:: The task ::
Copy the stretch of records from the line containing "Mark one point on each instance of the forested" through the end of the records, requests included, and add 8 to every coordinate number in the answers.

:: Data provided ::
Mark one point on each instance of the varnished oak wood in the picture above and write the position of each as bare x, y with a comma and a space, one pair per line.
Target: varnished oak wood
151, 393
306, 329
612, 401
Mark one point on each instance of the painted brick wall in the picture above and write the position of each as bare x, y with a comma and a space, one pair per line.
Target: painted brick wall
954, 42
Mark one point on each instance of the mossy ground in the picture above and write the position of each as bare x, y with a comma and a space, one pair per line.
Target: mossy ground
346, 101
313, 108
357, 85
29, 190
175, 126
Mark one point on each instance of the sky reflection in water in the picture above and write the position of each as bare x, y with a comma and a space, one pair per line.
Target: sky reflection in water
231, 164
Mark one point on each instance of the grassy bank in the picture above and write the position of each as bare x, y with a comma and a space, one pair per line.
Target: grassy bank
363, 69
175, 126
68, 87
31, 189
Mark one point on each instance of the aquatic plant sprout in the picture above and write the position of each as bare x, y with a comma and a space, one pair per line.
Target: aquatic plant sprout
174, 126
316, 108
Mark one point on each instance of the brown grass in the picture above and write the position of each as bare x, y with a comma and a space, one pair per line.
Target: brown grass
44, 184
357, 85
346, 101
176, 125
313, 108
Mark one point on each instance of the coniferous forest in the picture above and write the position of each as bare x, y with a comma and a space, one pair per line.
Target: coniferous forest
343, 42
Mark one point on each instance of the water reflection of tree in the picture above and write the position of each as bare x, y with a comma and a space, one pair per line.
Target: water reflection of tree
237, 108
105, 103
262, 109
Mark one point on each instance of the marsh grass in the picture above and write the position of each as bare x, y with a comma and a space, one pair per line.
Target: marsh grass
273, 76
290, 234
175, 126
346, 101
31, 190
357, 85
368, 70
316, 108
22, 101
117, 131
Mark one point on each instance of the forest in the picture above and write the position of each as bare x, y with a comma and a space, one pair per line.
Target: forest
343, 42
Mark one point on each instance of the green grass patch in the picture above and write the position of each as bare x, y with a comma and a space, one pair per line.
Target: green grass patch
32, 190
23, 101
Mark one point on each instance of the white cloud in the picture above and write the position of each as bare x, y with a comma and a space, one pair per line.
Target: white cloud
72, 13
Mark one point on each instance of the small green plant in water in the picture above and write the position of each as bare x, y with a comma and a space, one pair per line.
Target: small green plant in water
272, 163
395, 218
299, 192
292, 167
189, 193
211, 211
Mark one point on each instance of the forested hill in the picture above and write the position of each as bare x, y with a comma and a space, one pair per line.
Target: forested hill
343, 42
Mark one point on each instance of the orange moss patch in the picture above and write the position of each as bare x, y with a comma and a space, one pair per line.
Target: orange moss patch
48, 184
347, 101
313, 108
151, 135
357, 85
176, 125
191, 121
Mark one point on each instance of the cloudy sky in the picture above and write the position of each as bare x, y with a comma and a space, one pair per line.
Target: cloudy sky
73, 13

:: Answer to this task ::
Mark one point on each instance of the forested hill in the picture above and write the position of each as bare x, y with a comma and a space, one pair per line.
Target: forested hill
351, 50
Mark one point on each instance of the orange moss patch in the picture above and write the position of each as bare x, y with a comma and a space, one pair per line.
Target: orange moss patch
56, 192
355, 109
321, 116
159, 143
365, 93
184, 133
199, 129
Mark one point on each instance of the cloudy sky in the picture above and write the position of each as bare x, y with a comma and a space, one pair per line.
Target: cloudy sky
81, 21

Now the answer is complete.